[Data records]
((

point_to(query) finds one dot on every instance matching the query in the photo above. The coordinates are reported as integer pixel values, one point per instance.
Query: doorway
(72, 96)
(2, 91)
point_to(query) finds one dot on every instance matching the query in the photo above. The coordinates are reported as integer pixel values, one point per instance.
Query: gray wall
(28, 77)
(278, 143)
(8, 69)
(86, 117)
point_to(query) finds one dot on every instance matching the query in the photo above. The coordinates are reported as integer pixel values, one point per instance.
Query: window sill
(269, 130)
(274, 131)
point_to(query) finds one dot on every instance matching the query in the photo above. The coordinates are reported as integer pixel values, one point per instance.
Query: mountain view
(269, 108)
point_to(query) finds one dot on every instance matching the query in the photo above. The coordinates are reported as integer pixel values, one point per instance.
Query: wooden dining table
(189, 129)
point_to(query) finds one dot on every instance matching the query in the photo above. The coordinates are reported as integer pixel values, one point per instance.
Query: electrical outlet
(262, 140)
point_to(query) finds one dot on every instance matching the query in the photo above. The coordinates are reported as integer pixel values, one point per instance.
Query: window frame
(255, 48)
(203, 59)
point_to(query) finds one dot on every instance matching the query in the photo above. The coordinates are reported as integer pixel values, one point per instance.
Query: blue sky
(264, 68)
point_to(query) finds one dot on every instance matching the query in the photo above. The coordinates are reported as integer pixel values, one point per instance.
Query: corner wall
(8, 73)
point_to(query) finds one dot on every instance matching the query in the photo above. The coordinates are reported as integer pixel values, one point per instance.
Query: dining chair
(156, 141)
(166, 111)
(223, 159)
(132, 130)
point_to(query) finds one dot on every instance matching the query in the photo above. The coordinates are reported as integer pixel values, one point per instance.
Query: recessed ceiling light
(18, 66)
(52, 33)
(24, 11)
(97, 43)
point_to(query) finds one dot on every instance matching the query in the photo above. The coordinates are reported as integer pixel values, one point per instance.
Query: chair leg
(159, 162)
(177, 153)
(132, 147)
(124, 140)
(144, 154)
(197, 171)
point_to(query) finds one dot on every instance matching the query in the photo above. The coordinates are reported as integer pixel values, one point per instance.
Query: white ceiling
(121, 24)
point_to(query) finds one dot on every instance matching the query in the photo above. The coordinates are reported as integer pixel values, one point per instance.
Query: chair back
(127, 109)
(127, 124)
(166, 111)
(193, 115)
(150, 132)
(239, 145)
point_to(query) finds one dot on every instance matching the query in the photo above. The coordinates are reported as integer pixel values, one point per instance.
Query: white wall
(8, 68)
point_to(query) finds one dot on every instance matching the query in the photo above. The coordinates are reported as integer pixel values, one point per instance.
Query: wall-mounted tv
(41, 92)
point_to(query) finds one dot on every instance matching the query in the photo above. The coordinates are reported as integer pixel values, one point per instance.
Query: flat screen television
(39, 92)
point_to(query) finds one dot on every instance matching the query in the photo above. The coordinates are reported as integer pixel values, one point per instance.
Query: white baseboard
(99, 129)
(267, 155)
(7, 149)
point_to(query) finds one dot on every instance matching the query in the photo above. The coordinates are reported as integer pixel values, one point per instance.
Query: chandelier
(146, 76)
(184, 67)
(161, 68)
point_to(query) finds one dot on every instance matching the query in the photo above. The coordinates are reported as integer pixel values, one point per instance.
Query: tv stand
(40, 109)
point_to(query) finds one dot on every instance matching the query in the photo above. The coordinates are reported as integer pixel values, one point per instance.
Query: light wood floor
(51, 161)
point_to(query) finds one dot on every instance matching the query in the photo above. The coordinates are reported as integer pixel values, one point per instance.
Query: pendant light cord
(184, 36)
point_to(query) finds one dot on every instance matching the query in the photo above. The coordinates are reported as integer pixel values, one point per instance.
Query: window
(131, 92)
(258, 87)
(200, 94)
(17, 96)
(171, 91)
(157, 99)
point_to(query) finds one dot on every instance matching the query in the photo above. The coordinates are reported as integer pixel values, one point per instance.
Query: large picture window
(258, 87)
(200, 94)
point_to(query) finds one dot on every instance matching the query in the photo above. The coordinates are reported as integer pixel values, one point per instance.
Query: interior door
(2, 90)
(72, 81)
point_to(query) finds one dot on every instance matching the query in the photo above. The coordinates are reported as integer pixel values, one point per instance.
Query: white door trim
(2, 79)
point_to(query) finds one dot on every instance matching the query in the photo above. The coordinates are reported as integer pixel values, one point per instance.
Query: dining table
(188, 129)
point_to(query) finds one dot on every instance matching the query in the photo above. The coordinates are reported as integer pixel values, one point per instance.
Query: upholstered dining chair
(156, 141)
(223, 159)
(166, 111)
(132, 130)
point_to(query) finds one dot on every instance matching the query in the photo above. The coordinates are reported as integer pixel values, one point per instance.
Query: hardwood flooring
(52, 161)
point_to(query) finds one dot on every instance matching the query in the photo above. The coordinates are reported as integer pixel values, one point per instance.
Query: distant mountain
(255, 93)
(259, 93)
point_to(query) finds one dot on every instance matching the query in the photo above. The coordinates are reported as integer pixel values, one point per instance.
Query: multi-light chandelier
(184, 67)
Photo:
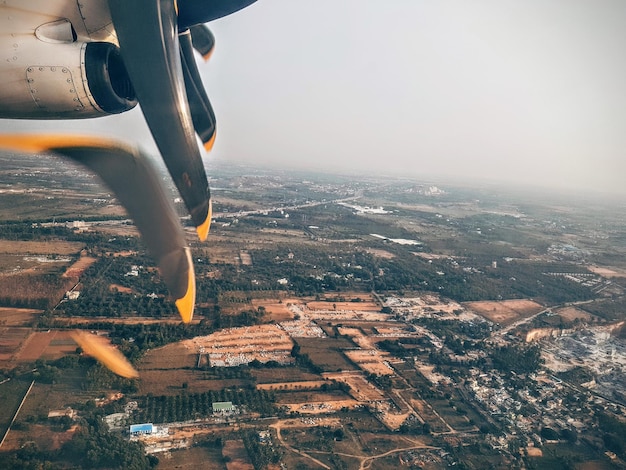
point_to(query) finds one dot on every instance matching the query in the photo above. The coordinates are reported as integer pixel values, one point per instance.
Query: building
(141, 429)
(223, 406)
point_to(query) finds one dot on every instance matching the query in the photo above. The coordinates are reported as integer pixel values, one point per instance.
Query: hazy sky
(514, 90)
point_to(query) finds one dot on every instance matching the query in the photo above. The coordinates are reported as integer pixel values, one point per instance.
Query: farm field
(505, 312)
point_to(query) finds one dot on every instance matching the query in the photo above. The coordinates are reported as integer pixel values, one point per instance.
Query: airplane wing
(129, 174)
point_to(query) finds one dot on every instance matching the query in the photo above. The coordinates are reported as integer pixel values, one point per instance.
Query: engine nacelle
(63, 80)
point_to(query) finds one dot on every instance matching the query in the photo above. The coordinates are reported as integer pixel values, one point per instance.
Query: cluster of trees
(92, 446)
(188, 406)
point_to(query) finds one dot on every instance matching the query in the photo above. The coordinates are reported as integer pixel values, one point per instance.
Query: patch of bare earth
(505, 312)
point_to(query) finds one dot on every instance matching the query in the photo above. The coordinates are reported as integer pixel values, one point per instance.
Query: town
(341, 322)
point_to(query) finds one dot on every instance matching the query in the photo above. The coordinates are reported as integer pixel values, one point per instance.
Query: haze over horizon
(512, 91)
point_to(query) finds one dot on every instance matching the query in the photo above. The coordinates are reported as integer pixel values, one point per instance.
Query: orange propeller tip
(208, 145)
(185, 304)
(203, 230)
(109, 356)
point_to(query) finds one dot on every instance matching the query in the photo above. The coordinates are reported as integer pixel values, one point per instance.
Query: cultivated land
(337, 348)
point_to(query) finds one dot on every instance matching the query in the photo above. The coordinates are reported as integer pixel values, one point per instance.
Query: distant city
(341, 323)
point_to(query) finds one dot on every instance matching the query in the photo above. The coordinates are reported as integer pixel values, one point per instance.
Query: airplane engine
(64, 80)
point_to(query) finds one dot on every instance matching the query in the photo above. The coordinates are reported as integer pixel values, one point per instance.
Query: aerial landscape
(341, 322)
(407, 248)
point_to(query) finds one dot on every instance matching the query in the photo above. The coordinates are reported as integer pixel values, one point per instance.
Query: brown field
(279, 375)
(365, 306)
(325, 406)
(18, 316)
(171, 356)
(234, 346)
(380, 253)
(192, 458)
(327, 352)
(572, 313)
(121, 289)
(11, 339)
(170, 382)
(360, 389)
(275, 310)
(126, 321)
(371, 361)
(607, 272)
(45, 439)
(56, 247)
(52, 344)
(309, 384)
(237, 457)
(506, 311)
(79, 267)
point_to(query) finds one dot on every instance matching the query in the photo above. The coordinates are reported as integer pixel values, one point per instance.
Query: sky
(514, 91)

))

| Description of the task |
When copying the entries above, keep each word as it is and exclude any image.

| Reply to the task |
point_to(query) finds one dot on every instance matching the query in the photo above. The coordinates are reported as integer pixel values, one point per instance.
Query: doorway
(72, 96)
(2, 91)
point_to(query) finds one dot on every instance matching the query in the photo above. The coordinates are reported as integer pixel values, one point per instance.
Query: gray wall
(28, 77)
(278, 143)
(8, 69)
(86, 117)
point_to(query) finds one dot on every instance matching the query in the photo above. The coordinates are reported as integer pixel values, one point per instance.
Query: window sill
(269, 130)
(274, 131)
point_to(query) finds one dot on every instance matching the query in the photo above. The coordinates are reported as integer pixel values, one point per instance.
Query: mountain view
(269, 108)
point_to(query) finds one dot on every instance matching the query in the photo above. The coordinates are reported as integer pixel values, one point per instance.
Query: wooden dining table
(189, 129)
point_to(query) finds one dot on every instance matching the query in the photo above. The coordinates are reported as integer pixel values, one point per instance.
Query: electrical outlet
(262, 140)
point_to(query) finds one dot on every instance matching the query in the photo above. The coordinates are reported as integer pixel values, one point per instance.
Query: window frame
(255, 48)
(203, 59)
point_to(query) finds one dot on every instance matching the query in the photo above. The coordinates are reported as integer pixel values, one point per instance.
Query: blue sky
(264, 68)
point_to(query) finds one dot on every instance matching the query in the photo above. The coordinates are reported as integer pixel values, one point per instance.
Query: corner wall
(8, 73)
point_to(query) finds one dot on every instance matching the query in the photo above. The coordinates are reported as integer pixel values, one point per instance.
Query: dining chair
(156, 141)
(166, 111)
(223, 159)
(132, 130)
point_to(query) finds one dot on every instance matching the query in the photo above. The coordinates are reported as integer pixel values, one point per instance.
Query: recessed ceiling light
(18, 66)
(52, 33)
(24, 11)
(97, 43)
point_to(query) finds one dot on every instance matching the query in the photo above. The coordinates are reported as integer pixel values, one point per instance.
Query: chair leg
(159, 162)
(177, 153)
(132, 147)
(124, 140)
(144, 154)
(197, 171)
point_to(query) finds one dot on every instance matching the query in the photo above. The coordinates are reported as integer pixel values, one point per instance.
Query: white ceiling
(121, 24)
point_to(query) finds one dot on every instance matching the query in the photo above. The coordinates are reported as integer pixel values, one point per instance.
Query: chair back
(127, 109)
(127, 124)
(166, 111)
(193, 115)
(150, 132)
(239, 145)
point_to(query) finds one dot on every instance matching the query in the photo above. The coordinates are reported as integer pixel values, one point per instance.
Query: white wall
(8, 68)
point_to(query) finds one dot on every instance matching the query in the photo above. The coordinates are reported as integer pixel values, one point per instance.
Query: wall-mounted tv
(41, 92)
point_to(query) finds one dot on every instance matching the query in the photo above. The coordinates are reported as integer pixel values, one point per instance.
Query: flat screen television
(39, 92)
point_to(query) finds one dot on every instance matching the query in the photo above. The coordinates are reported as integer pixel values, one point per instance.
Query: white baseboard
(99, 129)
(267, 155)
(7, 149)
point_to(query) finds one dot on every instance matching the query in the photo above. The coordinates are reported as integer pixel values, one point per instance.
Query: chandelier
(146, 76)
(184, 67)
(161, 68)
point_to(query) finds one dot on every instance matching the query in the photo above. The coordinates are reported as integer pixel values, one point per instance.
Query: tv stand
(40, 109)
point_to(query) finds one dot on every instance matching the query in the photo above. The coordinates are reported as integer pixel values, one point per instance.
Query: light wood floor
(51, 161)
point_to(query) finds one dot on every instance matching the query in the photo above. The coordinates are reported as integer pixel values, one point per instance.
Query: pendant light cord
(184, 36)
point_to(query) finds one dot on every instance matching the query in the photo above. The coordinates are reported as integer pixel values, one point per instance.
Query: window
(131, 92)
(258, 87)
(200, 94)
(17, 96)
(171, 91)
(157, 99)
point_to(query) finds one dot on every instance matching the query in the photo above. The coordinates are reported as integer pixel values, one point per instance.
Query: large picture window
(258, 87)
(200, 94)
point_to(query) finds one dot on every instance matching the query in the photo above. The coordinates are reported as integer pixel values, one point per instance.
Query: interior door
(2, 90)
(72, 81)
point_to(query) finds one dot on every instance matching the query in the photo above. The coordinates are reported as integer pixel values, one point per instance.
Query: white door trim
(2, 79)
point_to(query) finds one dot on every instance matching the query in the photo above. The coordinates are reported as integer pixel values, one point per instance.
Query: dining table
(188, 129)
point_to(query) finds one dot on every instance matching the query in the photo above. The coordinates are reported as integer pixel values, one point per instance.
Query: upholstered dining chair
(156, 141)
(223, 159)
(166, 111)
(132, 130)
point_to(query) finds one dot on every instance matching the query in the photo above. The coordinates are reported as integer pixel values, one point per instance.
Query: hardwood flooring
(52, 161)
point_to(query) finds one dot on every instance matching the query in the photo above. The coordinates are reported as integer pixel values, one point per instance.
Query: distant mountain
(255, 93)
(259, 93)
point_to(query) finds one dot on every instance matching the query in the photo above. The coordinates are reported as integer pixel values, one point per instance.
Query: multi-light chandelier
(184, 67)
Photo:
point_to(query) finds one dot on every instance matching the query in the photo above. The coordinates are reported as integer pixel values, one point per instance.
Query: building
(141, 429)
(223, 406)
point_to(query) finds one dot on every instance matching the query in the photo above. The coordinates are reported as integer pixel values, one point per instance.
Query: hazy sky
(514, 90)
point_to(query) finds one dot on every instance matching the query in the photo above. The coordinates are reported as integer pixel values, one point per instance.
Query: farm field
(505, 312)
point_to(query) finds one dot on every instance matching the query in the photo above. The coordinates are reported as integer pixel values, one point per instance.
Query: airplane wing
(129, 174)
point_to(query) finds one dot on every instance matching the query in the photo above. The coordinates are reported as integer pixel values, one point per instance.
Query: engine nacelle
(63, 80)
point_to(query) finds one dot on every instance matching the query in the photo above. The coordinates are reported as integer pixel values, one point per instance.
Query: cluster of trees
(92, 446)
(188, 406)
point_to(query) finds one dot on every instance matching the query in the photo above. The coordinates are reported as integer pixel values, one point per instance.
Query: patch of bare earth
(505, 312)
point_to(query) finds one dot on every instance matching the query in the photo above. The coordinates are reported as integer pixel values, one point per instance.
Query: town
(341, 322)
point_to(query) finds one dot on every instance matching the query in the photo above. The coordinates are reported as integer pixel values, one point per instance.
Query: haze over horizon
(512, 91)
point_to(query) finds one dot on every instance matching the query in the photo above. The coordinates are reported as integer pixel values, one point per instance.
Query: orange propeller tip
(208, 145)
(185, 304)
(203, 230)
(109, 356)
point_to(query) finds one dot on every instance matching the query in the photo above. The coordinates are reported as integer pixel values, one point per instance.
Query: cultivated land
(337, 348)
point_to(query) finds one dot on every instance matching the query in the photo above. The coordinates are reported as integer pixel values, one point per instance.
Query: distant city
(341, 323)
point_to(query) finds one dot on every instance matching the query in the photo above. The coordinates are reported as integer pixel values, one point per instance.
Query: airplane engine
(64, 80)
point_to(query) finds one dot on every instance matching the query in the photo above. The coordinates are reported as integer pixel values, one point per instance.
Query: aerial landscape
(341, 322)
(407, 248)
point_to(query) finds one dot on every instance matching the query in the photo above. The coordinates are reported as integer pixel values, one point per instance.
Query: brown field
(279, 375)
(365, 306)
(325, 406)
(18, 316)
(171, 356)
(234, 346)
(380, 253)
(192, 458)
(327, 352)
(572, 313)
(121, 289)
(11, 339)
(170, 382)
(360, 389)
(275, 310)
(126, 321)
(371, 361)
(607, 272)
(45, 439)
(56, 247)
(52, 344)
(309, 384)
(237, 457)
(506, 311)
(79, 267)
point_to(query) finds one dot on every instance matching the query in the photo above. The coordinates are reported as integer pixel values, one point per instance.
Query: sky
(514, 91)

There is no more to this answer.